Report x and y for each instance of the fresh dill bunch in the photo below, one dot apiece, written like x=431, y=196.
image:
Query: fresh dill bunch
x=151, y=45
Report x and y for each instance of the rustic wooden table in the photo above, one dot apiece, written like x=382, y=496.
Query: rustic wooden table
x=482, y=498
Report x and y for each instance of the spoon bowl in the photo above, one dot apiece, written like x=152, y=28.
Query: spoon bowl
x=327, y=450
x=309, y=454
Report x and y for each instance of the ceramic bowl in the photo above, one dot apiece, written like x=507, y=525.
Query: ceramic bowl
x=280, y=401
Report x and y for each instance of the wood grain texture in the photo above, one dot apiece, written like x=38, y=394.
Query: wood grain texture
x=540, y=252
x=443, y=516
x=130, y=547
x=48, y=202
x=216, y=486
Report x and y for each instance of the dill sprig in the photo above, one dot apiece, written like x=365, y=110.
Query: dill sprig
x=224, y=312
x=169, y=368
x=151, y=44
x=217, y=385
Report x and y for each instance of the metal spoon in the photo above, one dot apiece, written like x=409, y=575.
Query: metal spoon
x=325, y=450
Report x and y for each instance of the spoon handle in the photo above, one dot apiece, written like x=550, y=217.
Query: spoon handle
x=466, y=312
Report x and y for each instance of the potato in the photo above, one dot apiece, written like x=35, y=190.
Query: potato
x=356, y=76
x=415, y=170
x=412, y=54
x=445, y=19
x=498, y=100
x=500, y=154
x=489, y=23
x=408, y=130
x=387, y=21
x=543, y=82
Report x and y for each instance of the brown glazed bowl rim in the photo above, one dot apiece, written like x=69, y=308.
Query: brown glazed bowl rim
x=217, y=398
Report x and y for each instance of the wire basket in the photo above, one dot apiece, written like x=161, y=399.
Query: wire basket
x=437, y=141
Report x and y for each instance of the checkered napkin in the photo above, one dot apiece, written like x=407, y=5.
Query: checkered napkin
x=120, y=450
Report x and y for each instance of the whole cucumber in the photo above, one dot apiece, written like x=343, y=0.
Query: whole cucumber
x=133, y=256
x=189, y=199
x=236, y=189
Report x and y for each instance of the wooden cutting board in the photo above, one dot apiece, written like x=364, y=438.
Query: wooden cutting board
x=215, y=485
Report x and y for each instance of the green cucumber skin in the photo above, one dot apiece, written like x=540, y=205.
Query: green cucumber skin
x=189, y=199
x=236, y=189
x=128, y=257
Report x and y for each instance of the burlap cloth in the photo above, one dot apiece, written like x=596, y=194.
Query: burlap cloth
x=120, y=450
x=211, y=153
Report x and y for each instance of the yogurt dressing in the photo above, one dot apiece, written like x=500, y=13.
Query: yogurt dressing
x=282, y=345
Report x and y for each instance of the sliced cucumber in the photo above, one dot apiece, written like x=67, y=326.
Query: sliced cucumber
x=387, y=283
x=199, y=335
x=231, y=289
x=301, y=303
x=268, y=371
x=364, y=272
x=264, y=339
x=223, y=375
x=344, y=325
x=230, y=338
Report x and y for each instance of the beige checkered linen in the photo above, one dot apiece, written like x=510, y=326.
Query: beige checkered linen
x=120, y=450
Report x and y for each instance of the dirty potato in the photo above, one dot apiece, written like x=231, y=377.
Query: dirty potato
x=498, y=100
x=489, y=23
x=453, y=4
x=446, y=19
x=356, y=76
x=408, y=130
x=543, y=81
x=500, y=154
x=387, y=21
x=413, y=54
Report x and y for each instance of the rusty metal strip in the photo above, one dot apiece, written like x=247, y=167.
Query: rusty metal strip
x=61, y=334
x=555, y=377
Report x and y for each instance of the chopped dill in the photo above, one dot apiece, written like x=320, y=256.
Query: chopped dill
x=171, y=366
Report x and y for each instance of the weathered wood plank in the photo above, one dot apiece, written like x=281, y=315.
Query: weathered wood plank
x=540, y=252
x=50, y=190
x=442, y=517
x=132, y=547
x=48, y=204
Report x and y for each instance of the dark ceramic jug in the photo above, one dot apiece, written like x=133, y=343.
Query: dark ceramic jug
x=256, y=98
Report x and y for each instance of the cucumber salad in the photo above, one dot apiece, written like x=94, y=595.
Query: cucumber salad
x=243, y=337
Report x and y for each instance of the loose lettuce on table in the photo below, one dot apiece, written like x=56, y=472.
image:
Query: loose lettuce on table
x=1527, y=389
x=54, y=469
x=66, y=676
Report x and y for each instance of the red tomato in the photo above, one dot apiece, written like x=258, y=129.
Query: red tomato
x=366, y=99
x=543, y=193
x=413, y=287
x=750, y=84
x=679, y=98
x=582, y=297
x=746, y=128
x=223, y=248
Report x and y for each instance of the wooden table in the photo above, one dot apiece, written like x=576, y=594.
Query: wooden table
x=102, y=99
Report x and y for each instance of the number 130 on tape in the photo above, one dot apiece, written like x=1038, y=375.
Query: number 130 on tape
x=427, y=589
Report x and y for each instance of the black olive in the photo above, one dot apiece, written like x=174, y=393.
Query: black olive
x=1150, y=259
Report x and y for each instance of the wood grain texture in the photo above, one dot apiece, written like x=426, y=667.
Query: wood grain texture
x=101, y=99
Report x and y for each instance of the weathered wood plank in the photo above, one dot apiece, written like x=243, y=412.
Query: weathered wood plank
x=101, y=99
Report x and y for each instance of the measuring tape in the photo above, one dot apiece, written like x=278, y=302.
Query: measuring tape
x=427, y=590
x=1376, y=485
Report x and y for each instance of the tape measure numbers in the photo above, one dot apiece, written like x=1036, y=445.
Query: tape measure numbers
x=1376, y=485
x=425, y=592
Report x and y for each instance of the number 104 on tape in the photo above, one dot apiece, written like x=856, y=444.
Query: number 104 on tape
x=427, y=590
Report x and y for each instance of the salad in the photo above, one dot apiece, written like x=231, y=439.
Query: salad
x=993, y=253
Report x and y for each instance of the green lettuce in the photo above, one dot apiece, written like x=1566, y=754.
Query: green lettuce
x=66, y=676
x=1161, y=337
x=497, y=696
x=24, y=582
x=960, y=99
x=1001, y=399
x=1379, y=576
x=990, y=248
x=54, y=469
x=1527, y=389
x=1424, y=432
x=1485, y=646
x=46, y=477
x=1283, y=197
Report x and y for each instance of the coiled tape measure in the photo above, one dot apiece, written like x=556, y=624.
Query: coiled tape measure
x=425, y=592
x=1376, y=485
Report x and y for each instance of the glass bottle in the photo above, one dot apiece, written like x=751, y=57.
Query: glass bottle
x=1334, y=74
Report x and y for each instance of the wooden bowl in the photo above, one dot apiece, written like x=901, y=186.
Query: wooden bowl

_Exercise goal_
Update the material above by changing each "one dot apiece" to "one point each", and keep everything else the same.

_Result_
Report x and y for each instance of the fresh dill bunch in the photo below, one point each, written like x=431, y=196.
image:
Query: fresh dill bunch
x=151, y=45
Report x and y for each instance of the rustic wooden table in the photo above, one point each, written like x=382, y=496.
Query: rustic wooden table
x=482, y=498
Report x and y for each instance of the spoon bowl in the photo above, one point each, written like x=152, y=28.
Query: spoon bowl
x=327, y=450
x=309, y=454
Report x and y for each instance of the ceramic bowl in the photo above, one point each, written like x=507, y=525.
Query: ceramic bowl
x=280, y=401
Report x and y for each instance of the wood grain texture in the photo above, one point each, written like x=38, y=394.
Query: wood grain texture
x=540, y=252
x=443, y=516
x=130, y=547
x=48, y=202
x=216, y=486
Report x and y for each instance of the dill sprig in the photo above, one point each, written like x=365, y=110.
Query: dill sprig
x=224, y=312
x=169, y=368
x=151, y=44
x=217, y=385
Report x and y for each instance of the metal spoon in the photo above, one point each, written like x=409, y=575.
Query: metal spoon
x=325, y=450
Report x and y for each instance of the spoon handle in the photo above, one point each, written like x=550, y=217.
Query: spoon handle
x=466, y=312
Report x and y for each instance of the potato in the photo above, one point each, written like x=35, y=190.
Query: potato
x=356, y=76
x=415, y=170
x=412, y=54
x=445, y=19
x=498, y=100
x=500, y=154
x=489, y=23
x=408, y=130
x=387, y=21
x=543, y=82
Report x and y for each instance of the brown glazed bowl rim in the photo above, one point each, written like x=69, y=308.
Query: brown glazed bowl rim
x=217, y=398
Report x and y for each instance of the wire basket in the photo above, one point each, written like x=161, y=399.
Query: wire basket
x=437, y=141
Report x and y for each instance of the checkered napkin in the photo above, one point each, written like x=407, y=5.
Query: checkered napkin
x=120, y=450
Report x and y for each instance of the whole cucumber in the photo above, one point each, written like x=343, y=0.
Query: whole cucumber
x=133, y=256
x=189, y=199
x=236, y=189
Report x and y for each instance of the wooden cutting board in the photo above, one point each, written like x=364, y=438.
Query: wooden cutting board
x=215, y=485
Report x and y for each instance of the green cucumber skin in the photo above, one point each, written like x=540, y=205.
Query: green cucumber skin
x=189, y=199
x=236, y=189
x=128, y=257
Report x and y for each instance of the burlap cloth in the photo above, one point each, written like x=596, y=194.
Query: burlap cloth
x=120, y=450
x=211, y=153
Report x and y for each instance of the yogurt dressing in the photo above, one point each, written like x=500, y=13.
Query: yogurt dressing
x=282, y=345
Report x and y for each instance of the sliced cucumber in the photo above, one point each, written like x=67, y=326.
Query: sliced cucumber
x=387, y=283
x=199, y=335
x=231, y=289
x=301, y=303
x=268, y=371
x=364, y=272
x=264, y=339
x=223, y=375
x=344, y=325
x=230, y=338
Report x and y for each instance of the beige checkered linen in the photo above, one point each, written like x=510, y=326.
Query: beige checkered linen
x=120, y=450
Report x and y for each instance of the dirty potato in the photo above, one point each, written like x=231, y=377.
Query: dirty potato
x=498, y=100
x=489, y=23
x=453, y=4
x=446, y=19
x=356, y=76
x=408, y=130
x=543, y=81
x=500, y=154
x=387, y=21
x=413, y=54
Report x and y for each instance of the rusty metal strip in the photo above, one point each, written like x=247, y=167.
Query: rusty metal strip
x=61, y=334
x=555, y=377
Report x and y for each instance of the chopped dill in the photo above, one point each, written like x=320, y=256.
Query: chopped dill
x=171, y=366
Report x and y for each instance of the weathered wood plank in the photo above, one point each, written like x=281, y=315.
Query: weathered wood plank
x=540, y=252
x=50, y=190
x=442, y=517
x=132, y=547
x=48, y=204
Report x and y for each instance of the dark ceramic jug in the photo above, one point each, written like x=133, y=343.
Query: dark ceramic jug
x=256, y=98
Report x and y for each instance of the cucumber salad in the photo above, one point each, written like x=94, y=595.
Query: cucumber salad
x=243, y=337
Report x and y for each instance of the loose lettuce on table in the photo below, one point each, written like x=56, y=472.
image:
Query: loose lettuce on table
x=1527, y=389
x=54, y=469
x=66, y=676
Report x and y for each instance of the red tomato in the photo above, one point each, written like x=258, y=129.
Query: red tomato
x=366, y=99
x=543, y=193
x=413, y=287
x=750, y=84
x=679, y=98
x=582, y=297
x=746, y=128
x=223, y=248
Report x and y for each instance of the wooden table in the photo above, one point each, written like x=576, y=594.
Query: wooden table
x=102, y=99
Report x and y for each instance of the number 130 on tape in the photo above, one point each, written like x=1038, y=375.
Query: number 130 on tape
x=427, y=589
Report x and y for each instance of the black olive in the photo above, one point each, written like x=174, y=393.
Query: black olive
x=1150, y=259
Report x and y for each instance of the wood grain texture in the photo above, one point each, written like x=426, y=667.
Query: wood grain texture
x=101, y=99
Report x and y for each instance of the weathered wood plank in the photo above, one point each, written like x=243, y=412.
Query: weathered wood plank
x=101, y=99
Report x and y for each instance of the measuring tape in the photo above, one point each, written like x=278, y=302.
Query: measuring tape
x=427, y=590
x=1376, y=485
Report x and y for each instance of the tape measure numbers in the photo above, one point each, written like x=1036, y=445.
Query: tape measure numbers
x=1376, y=485
x=425, y=592
Report x and y for each instance of the number 104 on tape in the photo above, one point each, written like x=856, y=444.
Query: number 104 on tape
x=427, y=590
Report x and y for each instance of the salad in the photo above, one point each, written like x=231, y=439.
Query: salad
x=993, y=253
Report x and y for each instance of the green lettuce in the photo above, one point each, written like x=1566, y=754.
Query: green lettuce
x=66, y=676
x=1161, y=337
x=497, y=696
x=24, y=582
x=960, y=99
x=1001, y=399
x=1379, y=576
x=990, y=248
x=54, y=469
x=1527, y=389
x=1424, y=432
x=1485, y=646
x=46, y=477
x=1283, y=197
Report x and y for each instance of the coiled tape measure in the photo above, one point each, written like x=556, y=624.
Query: coiled tape measure
x=425, y=592
x=1376, y=485
Report x and y for each instance of the glass bottle in the photo above, one point each, written like x=751, y=57.
Query: glass bottle
x=1334, y=74
Report x and y for each instance of the wooden bowl in the photo above, one point each, written like x=901, y=186.
Query: wooden bowl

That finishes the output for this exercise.